Primeira edição da Champions LiGay, no Rio, em 2017, foi
um divisor de águas para o Magia se considerar parte de um movimento
nacional de diversidade no esporte (Foto: Arquivo Magia)

Uma vez iniciado esse contato interestadual, o Magia confirmou a participação na primeira edição da Champions LiGay, no Rio de Janeiro. A competição firmaria o futebol 7 society como o terreno padrão das competições entre equipes com propósito inclusivo, levando os gaúchos a trocar as quadras de futsal pelos gramados sintéticos, algo novo para 90% da equipe, segundo o dirigente. Finalmente se abriam para a mais nova equipe esportiva LGBTIAPN+ as cortinas de um movimento que já ganhava contornos nacionais, com o aparecimento de focos em diferentes estados.

========

» TAREFAS:
- a) Responda com base no texto sobre o time Magia:
(i) Em que cidade e em que ano ocorreu a primeira edição da Champions LiGay?
(ii) Qual modalidade a competição firmaria como terreno padrão das disputas entre equipes com propósito inclusivo?
(iii) Segundo o dirigente, para que porcentagem da equipe os gramados sintéticos eram algo novo?
- b) Liste, sem repetir, todos os números escritos em algarismos no texto sobre o time Magia.
- c) Dê sequência ao texto sobre o time Magia, começando logo depois da última frase.
As linhas a seguir não têm relação com o texto sobre o time Magia.

(Entradas do conjunto de dados)

========

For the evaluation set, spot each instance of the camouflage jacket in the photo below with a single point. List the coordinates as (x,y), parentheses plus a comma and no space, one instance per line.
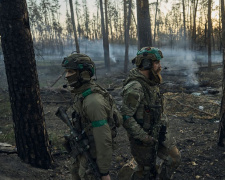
(93,107)
(141,108)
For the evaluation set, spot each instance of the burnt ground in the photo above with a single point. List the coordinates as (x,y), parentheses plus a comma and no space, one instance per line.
(193,113)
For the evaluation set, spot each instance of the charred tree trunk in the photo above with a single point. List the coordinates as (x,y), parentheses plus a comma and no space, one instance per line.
(144,24)
(184,22)
(27,110)
(209,33)
(74,27)
(156,11)
(194,25)
(104,36)
(127,38)
(107,35)
(222,108)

========

» RESPOSTAS NUMERADAS:
- a)
(i) No Rio de Janeiro, em 2017.
(ii) O futebol 7 society.
(iii) Para 90% da equipe.

- b) 2017, 7, 90%

- c)
“Ninguém na nossa ‘bolha’ tinha dimensão do que era o esporte LGBTQIAPN+ até 2017. Aquele ano foi um divisor de águas para nós, que não pensávamos em disputar nada porque sabíamos que não seríamos bem-vindos entre as equipes ‘tradicionais’. Depois da primeira LiGay, no Rio, fomos descobrindo todo um universo. Soubemos que existem equipes inclusivas na Europa e nos Estados Unidos e também que é realizada uma ‘olímpiada’ (os Gay Games). A descoberta de que não estávamos sós no esporte e que podíamos disputar um campeonato sem ser hostilizados foi uma sensação maravilhosa”, desabafa.

A possibilidade de furar essa bolha e fazer contato com grupos esportivos com proposta inclusiva de outros estados foi proporcionada pelas redes sociais. Wagner Xavier de Camargo, pós-doutor em Antropologia Social e doutor em Ciências Humanas dedicado a estudos de corpo, gênero e sexualidade na educação física e nos esportes, analisa a contribuição dessas ferramentas para o crescimento do movimento.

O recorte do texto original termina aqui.